### To do
Render everything in the records below, from the line containing "Can you see the man's face" down to the line containing "column 97, row 206", as a Markdown table with the columns Row and Text, one numbered row per line and blank lines omitted.
-- Begin Listing --
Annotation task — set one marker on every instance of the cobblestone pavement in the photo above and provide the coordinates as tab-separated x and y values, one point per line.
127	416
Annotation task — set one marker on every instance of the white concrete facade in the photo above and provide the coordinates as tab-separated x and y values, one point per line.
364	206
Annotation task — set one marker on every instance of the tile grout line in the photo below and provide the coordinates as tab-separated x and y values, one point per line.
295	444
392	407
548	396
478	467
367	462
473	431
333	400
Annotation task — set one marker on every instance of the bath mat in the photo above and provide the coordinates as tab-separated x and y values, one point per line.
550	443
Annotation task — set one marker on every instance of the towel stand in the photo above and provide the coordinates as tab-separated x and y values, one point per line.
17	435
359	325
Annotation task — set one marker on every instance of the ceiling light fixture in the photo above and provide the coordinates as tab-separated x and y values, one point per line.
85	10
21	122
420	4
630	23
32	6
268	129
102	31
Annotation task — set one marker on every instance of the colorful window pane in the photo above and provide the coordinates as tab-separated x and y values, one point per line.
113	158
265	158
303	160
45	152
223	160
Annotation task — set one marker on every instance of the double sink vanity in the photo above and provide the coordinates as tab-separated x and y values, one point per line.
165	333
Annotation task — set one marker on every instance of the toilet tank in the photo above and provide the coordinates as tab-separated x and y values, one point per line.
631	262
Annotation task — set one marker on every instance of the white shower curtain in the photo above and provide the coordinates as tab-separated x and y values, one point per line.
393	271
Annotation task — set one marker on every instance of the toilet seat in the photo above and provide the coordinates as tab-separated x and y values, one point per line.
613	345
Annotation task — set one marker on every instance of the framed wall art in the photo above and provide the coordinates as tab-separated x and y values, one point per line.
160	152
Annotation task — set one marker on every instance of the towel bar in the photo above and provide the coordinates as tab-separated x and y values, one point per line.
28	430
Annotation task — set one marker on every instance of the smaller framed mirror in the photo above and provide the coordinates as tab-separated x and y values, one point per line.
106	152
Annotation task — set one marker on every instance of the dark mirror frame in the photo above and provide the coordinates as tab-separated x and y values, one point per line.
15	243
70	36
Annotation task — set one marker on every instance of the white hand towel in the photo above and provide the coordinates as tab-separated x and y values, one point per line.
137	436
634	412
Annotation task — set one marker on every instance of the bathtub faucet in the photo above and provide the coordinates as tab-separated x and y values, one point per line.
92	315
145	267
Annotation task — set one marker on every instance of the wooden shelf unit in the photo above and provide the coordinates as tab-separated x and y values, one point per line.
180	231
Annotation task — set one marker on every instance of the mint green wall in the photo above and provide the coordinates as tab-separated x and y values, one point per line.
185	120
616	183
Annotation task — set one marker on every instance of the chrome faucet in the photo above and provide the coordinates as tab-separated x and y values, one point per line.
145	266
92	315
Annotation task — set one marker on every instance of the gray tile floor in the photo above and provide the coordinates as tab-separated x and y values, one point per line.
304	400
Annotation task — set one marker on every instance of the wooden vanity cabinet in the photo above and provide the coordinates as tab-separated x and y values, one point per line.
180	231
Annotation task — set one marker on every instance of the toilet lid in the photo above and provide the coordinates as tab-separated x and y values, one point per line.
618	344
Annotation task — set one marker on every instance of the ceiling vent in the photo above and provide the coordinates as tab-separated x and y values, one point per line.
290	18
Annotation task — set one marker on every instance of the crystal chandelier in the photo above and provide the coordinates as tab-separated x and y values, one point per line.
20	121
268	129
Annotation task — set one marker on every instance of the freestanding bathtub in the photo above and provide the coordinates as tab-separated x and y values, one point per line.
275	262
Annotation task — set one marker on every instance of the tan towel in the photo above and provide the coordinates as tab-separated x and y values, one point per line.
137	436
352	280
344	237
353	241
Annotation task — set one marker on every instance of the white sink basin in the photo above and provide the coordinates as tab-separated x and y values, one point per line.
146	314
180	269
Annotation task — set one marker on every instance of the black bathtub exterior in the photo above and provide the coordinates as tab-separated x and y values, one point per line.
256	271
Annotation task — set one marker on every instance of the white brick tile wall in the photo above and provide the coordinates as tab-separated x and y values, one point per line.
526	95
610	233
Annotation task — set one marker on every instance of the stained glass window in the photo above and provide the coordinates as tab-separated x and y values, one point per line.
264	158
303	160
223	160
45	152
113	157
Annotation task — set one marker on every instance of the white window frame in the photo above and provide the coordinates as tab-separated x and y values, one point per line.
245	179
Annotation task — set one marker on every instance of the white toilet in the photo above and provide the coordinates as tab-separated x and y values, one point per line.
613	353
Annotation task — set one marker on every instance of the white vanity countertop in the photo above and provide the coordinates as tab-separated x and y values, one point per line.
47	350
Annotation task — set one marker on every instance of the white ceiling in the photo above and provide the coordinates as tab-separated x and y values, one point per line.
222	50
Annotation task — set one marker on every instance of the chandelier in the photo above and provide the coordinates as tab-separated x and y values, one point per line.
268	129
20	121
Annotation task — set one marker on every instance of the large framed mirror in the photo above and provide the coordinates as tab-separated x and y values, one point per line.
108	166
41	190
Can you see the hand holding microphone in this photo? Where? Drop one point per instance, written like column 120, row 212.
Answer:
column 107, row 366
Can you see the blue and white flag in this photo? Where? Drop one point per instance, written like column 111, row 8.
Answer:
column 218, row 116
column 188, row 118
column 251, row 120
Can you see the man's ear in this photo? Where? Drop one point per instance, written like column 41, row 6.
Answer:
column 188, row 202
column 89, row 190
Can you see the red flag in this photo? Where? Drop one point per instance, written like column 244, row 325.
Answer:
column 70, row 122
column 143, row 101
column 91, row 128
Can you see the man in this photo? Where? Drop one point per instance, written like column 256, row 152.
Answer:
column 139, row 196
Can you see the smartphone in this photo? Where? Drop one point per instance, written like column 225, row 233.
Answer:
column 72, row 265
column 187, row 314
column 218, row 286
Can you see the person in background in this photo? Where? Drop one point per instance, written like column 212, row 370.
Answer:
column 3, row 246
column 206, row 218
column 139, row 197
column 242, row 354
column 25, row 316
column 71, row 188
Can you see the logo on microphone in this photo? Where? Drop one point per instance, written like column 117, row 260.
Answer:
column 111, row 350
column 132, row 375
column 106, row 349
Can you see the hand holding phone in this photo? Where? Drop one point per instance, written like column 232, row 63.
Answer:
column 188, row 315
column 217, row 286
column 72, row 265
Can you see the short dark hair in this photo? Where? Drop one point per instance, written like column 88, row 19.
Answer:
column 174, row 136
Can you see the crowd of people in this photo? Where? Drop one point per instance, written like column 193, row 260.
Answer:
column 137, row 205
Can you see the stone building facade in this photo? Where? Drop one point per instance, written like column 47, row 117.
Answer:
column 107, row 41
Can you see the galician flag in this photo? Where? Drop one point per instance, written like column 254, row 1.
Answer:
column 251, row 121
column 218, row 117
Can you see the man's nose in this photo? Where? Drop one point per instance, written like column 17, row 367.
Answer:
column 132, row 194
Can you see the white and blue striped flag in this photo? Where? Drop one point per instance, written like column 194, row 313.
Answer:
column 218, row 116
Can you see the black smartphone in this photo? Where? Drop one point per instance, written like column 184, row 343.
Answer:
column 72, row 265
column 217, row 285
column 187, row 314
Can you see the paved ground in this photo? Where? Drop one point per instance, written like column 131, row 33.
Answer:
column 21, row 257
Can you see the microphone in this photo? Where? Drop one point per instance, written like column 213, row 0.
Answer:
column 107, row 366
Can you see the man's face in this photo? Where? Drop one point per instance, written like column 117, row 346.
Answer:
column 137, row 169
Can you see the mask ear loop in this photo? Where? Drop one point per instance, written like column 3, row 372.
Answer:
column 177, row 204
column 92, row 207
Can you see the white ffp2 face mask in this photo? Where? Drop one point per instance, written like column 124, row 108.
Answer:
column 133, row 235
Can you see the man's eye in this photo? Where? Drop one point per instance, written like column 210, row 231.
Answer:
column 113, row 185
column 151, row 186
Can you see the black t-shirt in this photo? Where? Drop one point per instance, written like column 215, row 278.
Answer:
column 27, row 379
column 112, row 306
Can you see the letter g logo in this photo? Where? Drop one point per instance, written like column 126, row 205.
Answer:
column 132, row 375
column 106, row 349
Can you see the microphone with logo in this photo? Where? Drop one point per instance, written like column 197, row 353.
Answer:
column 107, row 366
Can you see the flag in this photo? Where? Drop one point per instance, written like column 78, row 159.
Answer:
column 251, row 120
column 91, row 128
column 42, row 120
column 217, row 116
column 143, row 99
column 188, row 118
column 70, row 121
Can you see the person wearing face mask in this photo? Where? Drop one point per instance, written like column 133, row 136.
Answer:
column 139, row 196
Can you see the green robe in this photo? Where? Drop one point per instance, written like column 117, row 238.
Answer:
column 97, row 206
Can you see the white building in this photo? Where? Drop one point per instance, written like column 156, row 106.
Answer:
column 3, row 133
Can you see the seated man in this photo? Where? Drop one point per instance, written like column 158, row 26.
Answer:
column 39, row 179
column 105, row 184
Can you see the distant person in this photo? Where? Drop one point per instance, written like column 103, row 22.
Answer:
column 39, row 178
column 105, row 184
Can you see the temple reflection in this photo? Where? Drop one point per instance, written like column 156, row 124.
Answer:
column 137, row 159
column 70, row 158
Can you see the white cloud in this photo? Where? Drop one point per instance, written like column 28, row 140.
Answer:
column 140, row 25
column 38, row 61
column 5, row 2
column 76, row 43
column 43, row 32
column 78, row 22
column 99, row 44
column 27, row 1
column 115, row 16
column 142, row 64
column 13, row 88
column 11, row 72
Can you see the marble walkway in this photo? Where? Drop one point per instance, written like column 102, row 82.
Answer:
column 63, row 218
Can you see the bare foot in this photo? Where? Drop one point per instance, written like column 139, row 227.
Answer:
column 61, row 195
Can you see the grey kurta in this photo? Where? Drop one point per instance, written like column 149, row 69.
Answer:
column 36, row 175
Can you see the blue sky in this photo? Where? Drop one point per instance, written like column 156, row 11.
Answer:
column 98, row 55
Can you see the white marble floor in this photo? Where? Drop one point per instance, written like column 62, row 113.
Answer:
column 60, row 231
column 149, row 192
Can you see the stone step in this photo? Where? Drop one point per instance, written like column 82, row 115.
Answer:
-- End Listing --
### Task answer
| Row | Text |
|---|---|
| 1 | Can you see the man's face in this photo? Where? Drop one point per instance, written like column 117, row 346. |
| 2 | Answer: |
| 3 | column 137, row 169 |
| 4 | Can you see the mask ear loop in this photo? Where? Drop one point per instance, written like column 3, row 372. |
| 5 | Answer: |
| 6 | column 177, row 204 |
| 7 | column 92, row 207 |
| 8 | Can you see the white ffp2 face mask in this photo? Where? Drop one point per instance, written like column 124, row 108. |
| 9 | Answer: |
| 10 | column 133, row 235 |
| 11 | Can you see the man's eye in this photo? Where? Drop one point per instance, written like column 210, row 231. |
| 12 | Answer: |
| 13 | column 113, row 185 |
| 14 | column 151, row 186 |
| 15 | Can you see the black t-shirt in this photo? Where? Drop one point per instance, written like column 215, row 278. |
| 16 | Answer: |
| 17 | column 27, row 379 |
| 18 | column 112, row 306 |
| 19 | Can you see the letter g logo in this photo? Where? Drop one point per instance, written like column 126, row 205. |
| 20 | Answer: |
| 21 | column 132, row 375 |
| 22 | column 106, row 349 |
| 23 | Can you see the microphone with logo in this photo? Where? Drop one point per instance, written like column 197, row 353. |
| 24 | Answer: |
| 25 | column 107, row 366 |
| 26 | Can you see the flag in this photo? Where? Drop one point per instance, written like column 78, row 159. |
| 27 | Answer: |
| 28 | column 251, row 120 |
| 29 | column 91, row 128 |
| 30 | column 42, row 120 |
| 31 | column 217, row 116 |
| 32 | column 143, row 99 |
| 33 | column 188, row 118 |
| 34 | column 70, row 121 |
| 35 | Can you see the person wearing face mask in this photo? Where? Drop one point per instance, written like column 133, row 136. |
| 36 | Answer: |
| 37 | column 139, row 196 |
| 38 | Can you see the green robe in this photo? Where? Drop one point per instance, written like column 117, row 238. |
| 39 | Answer: |
| 40 | column 97, row 206 |